▶ YOUR GOAL:
Reproduce the material below in full, substituting "annotator" for each occurrence of "pointer" and leaving everything else unchanged.

[Dataset excerpts on object pointing]

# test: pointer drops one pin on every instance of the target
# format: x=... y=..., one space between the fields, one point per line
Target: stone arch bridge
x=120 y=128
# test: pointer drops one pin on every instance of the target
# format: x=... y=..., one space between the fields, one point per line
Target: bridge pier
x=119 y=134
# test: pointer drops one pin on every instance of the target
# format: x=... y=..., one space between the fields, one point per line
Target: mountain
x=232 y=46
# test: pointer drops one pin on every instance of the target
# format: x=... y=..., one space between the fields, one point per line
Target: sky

▶ TASK ANSWER:
# test: annotator drops one pin on every instance of the target
# format: x=... y=..., one space between the fields, one point per line
Target: stone arch bridge
x=120 y=128
# test: annotator drops one pin on every instance of the target
# format: x=... y=..., one space between the fields, one point per line
Target: bridge pier
x=119 y=134
# test: annotator drops one pin on every instance of the target
# format: x=... y=..., one space between the fields, one point per line
Target: mountain
x=232 y=46
# test: annotator drops one pin on every instance of the target
# format: x=... y=..., one space between the fields, one point per line
Target: sky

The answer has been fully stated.